Whenever a line in the data holds the string "below", copy that line.

Stored data

···

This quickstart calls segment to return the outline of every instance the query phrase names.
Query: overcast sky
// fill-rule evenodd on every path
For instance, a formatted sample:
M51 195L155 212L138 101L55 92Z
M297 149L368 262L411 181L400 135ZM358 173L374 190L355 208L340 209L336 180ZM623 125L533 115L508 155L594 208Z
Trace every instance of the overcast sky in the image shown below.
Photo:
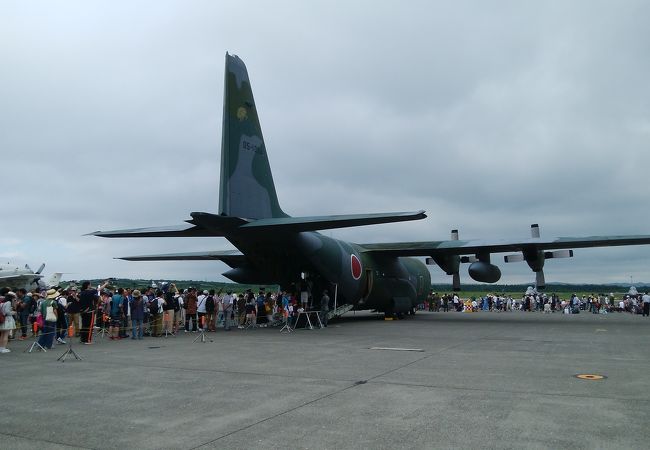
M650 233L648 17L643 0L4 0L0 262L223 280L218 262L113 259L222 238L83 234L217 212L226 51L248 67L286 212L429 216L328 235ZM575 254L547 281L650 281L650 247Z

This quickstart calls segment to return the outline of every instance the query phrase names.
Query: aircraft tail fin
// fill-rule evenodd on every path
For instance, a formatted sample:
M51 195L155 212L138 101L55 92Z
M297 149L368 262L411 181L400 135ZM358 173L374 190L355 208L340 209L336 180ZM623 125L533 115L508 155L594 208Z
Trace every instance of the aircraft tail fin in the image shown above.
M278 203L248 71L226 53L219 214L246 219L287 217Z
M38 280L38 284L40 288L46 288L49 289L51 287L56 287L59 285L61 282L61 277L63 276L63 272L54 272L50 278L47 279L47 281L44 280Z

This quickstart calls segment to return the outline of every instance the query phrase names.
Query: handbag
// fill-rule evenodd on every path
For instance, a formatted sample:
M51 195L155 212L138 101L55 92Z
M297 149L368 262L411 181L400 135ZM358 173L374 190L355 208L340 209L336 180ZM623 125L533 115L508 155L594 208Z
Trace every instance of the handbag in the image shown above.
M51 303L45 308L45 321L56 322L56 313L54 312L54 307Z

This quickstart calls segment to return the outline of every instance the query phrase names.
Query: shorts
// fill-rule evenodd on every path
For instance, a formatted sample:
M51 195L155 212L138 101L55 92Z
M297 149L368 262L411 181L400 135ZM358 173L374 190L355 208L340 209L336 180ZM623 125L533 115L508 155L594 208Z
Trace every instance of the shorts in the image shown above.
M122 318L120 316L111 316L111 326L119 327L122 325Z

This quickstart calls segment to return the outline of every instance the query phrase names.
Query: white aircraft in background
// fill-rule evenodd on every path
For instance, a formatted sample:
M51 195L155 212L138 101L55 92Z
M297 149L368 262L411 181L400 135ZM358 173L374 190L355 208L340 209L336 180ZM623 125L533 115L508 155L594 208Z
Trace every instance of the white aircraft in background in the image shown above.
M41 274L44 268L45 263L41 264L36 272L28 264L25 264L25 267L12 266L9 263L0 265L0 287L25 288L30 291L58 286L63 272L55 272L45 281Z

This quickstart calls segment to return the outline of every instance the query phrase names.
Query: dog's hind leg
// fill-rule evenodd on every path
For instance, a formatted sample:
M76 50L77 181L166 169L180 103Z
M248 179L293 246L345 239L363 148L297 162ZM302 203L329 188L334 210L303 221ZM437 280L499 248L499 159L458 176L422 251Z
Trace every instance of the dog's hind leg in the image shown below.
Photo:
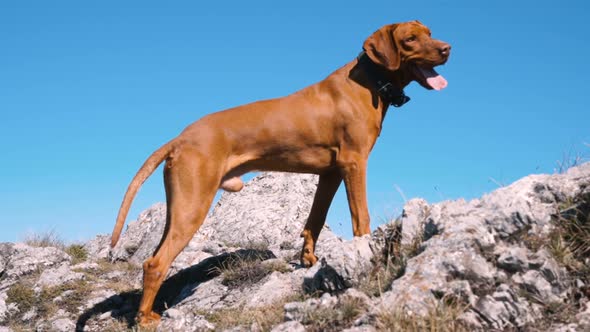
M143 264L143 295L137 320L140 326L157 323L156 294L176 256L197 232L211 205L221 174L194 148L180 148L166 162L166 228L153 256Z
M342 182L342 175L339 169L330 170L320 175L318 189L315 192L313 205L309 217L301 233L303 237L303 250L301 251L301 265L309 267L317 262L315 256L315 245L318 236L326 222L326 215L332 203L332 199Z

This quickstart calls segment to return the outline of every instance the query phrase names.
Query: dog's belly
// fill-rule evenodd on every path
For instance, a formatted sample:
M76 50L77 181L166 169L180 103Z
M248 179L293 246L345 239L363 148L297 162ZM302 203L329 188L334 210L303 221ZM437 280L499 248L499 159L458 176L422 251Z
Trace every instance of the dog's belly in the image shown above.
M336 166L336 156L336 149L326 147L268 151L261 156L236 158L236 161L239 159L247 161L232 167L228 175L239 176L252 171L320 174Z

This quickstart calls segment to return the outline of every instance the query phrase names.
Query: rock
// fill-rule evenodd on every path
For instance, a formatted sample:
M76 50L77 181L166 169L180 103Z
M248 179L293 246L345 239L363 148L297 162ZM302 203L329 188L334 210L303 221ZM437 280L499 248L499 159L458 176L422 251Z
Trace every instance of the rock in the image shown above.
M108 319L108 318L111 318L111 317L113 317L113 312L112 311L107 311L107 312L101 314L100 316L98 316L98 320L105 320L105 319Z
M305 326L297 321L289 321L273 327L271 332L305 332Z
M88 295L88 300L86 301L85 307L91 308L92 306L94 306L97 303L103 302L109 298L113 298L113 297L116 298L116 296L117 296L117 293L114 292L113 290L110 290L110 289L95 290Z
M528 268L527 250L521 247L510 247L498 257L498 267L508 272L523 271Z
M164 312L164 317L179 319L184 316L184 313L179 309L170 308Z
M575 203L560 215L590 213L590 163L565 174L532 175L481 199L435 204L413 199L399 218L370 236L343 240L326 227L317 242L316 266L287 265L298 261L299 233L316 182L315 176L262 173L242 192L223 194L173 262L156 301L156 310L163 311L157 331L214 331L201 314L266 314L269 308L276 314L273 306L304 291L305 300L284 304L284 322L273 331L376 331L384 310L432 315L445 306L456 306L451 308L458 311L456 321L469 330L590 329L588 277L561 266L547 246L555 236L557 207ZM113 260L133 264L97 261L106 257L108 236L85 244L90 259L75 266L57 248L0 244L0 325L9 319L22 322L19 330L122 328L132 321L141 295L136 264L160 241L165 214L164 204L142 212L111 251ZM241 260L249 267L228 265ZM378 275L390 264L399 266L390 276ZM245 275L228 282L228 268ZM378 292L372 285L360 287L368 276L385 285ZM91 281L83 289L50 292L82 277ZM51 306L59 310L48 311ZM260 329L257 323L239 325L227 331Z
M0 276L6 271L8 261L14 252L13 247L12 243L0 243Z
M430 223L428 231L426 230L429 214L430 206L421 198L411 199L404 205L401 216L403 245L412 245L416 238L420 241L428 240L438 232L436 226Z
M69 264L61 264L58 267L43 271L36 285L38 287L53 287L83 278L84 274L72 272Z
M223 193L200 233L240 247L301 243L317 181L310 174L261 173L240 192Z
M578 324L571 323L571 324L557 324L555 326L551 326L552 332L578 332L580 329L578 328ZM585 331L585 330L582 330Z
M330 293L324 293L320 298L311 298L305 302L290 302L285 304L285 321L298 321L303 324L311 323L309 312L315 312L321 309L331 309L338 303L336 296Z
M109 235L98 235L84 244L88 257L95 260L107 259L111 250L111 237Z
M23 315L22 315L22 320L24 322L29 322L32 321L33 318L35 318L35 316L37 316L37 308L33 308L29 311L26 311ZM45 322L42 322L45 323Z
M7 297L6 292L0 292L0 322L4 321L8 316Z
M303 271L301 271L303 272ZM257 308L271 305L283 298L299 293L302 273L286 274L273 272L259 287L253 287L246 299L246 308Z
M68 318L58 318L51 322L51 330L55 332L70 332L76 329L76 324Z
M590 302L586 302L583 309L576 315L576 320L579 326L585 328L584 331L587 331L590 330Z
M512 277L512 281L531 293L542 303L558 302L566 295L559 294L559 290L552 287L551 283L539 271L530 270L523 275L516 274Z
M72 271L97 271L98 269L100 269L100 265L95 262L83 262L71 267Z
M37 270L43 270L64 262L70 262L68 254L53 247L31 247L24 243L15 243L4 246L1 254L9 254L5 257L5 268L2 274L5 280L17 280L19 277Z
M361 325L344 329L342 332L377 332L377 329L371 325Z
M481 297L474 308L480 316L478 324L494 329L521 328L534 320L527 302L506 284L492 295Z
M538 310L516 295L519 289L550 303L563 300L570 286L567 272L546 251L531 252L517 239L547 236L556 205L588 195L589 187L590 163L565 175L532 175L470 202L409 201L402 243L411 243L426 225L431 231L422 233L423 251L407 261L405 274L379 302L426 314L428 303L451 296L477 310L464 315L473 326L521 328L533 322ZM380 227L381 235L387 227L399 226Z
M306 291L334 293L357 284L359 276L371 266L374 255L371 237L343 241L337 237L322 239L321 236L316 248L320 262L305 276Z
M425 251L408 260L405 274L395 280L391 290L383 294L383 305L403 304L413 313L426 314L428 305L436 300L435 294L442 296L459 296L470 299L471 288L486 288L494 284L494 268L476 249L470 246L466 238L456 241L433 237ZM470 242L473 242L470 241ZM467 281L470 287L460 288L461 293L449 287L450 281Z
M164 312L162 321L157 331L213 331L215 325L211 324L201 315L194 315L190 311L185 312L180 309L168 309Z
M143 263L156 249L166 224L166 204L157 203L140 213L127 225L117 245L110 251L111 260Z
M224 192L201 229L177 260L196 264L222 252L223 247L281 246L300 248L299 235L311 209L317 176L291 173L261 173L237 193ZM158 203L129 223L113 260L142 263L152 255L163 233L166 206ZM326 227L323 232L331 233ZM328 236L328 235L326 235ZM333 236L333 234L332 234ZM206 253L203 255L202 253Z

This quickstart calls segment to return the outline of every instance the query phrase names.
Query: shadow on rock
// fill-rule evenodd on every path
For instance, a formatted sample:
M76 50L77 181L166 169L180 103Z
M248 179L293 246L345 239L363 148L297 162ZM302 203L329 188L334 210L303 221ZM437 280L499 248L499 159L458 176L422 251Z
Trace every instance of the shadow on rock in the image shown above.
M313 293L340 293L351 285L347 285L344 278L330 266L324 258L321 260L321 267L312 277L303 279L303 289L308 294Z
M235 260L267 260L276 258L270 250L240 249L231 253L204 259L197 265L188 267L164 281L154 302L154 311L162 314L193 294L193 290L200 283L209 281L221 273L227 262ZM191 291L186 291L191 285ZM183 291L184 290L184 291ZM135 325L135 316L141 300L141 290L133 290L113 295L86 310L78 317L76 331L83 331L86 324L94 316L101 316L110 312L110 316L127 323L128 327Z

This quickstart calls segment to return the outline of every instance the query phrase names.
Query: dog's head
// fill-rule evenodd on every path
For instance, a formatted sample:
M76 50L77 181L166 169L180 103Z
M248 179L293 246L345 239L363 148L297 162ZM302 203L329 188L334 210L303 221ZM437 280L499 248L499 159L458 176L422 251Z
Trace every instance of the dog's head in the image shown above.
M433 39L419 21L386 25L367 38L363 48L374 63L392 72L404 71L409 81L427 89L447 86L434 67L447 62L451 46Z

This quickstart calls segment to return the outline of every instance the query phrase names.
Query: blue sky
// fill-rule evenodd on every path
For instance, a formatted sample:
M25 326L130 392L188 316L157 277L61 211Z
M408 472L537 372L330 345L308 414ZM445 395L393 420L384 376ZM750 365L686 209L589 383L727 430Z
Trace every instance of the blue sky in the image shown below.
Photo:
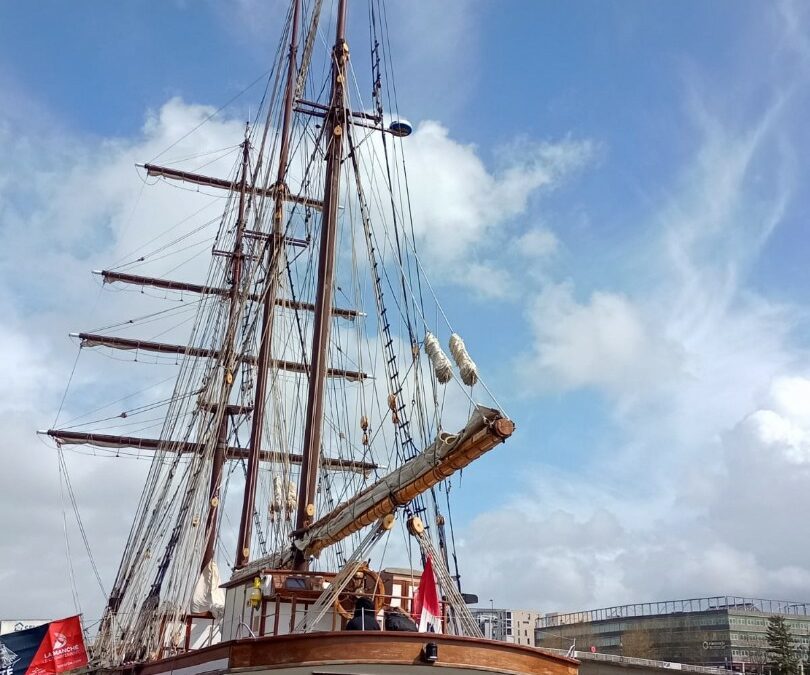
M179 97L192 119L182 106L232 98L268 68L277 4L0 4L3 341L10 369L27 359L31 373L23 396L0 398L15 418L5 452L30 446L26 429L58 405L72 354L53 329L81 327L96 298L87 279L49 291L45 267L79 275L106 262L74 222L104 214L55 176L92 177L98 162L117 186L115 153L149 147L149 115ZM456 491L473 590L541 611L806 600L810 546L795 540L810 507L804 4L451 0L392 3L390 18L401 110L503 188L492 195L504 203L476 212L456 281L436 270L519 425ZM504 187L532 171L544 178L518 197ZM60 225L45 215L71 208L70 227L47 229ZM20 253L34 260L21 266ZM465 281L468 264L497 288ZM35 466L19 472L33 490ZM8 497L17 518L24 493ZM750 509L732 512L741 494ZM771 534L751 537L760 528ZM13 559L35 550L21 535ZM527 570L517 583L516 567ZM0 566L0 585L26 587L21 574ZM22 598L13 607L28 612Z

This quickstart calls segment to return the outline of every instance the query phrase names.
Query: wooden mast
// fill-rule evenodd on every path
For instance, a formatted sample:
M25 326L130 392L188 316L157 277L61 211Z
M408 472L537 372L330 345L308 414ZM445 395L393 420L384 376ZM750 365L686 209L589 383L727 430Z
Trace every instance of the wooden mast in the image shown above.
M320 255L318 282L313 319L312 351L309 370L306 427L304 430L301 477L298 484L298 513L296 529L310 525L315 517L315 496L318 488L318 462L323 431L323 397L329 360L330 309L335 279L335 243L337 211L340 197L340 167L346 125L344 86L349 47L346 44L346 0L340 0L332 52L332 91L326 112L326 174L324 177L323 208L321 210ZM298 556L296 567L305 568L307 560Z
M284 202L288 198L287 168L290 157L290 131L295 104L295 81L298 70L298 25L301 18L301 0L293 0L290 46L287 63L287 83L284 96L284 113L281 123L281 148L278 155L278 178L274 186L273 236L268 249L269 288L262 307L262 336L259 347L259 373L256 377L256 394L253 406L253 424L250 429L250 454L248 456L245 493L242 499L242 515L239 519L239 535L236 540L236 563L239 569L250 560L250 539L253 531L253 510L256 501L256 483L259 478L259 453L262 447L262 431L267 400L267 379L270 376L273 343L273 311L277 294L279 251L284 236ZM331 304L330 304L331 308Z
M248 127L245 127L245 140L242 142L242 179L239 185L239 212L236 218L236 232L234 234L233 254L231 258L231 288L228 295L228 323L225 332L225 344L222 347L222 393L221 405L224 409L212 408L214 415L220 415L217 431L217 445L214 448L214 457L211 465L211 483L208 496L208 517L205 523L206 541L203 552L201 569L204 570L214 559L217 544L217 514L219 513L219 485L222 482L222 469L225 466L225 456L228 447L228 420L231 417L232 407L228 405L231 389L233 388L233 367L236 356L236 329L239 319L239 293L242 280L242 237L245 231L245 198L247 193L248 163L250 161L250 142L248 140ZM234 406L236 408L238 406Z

···

(FINISHED EXERCISE)
Trace every instance of the overcast sky in the image shown below.
Trace every instance of the dog's hind leg in the image shown below.
Trace every instance of the blue sky in the image shown below.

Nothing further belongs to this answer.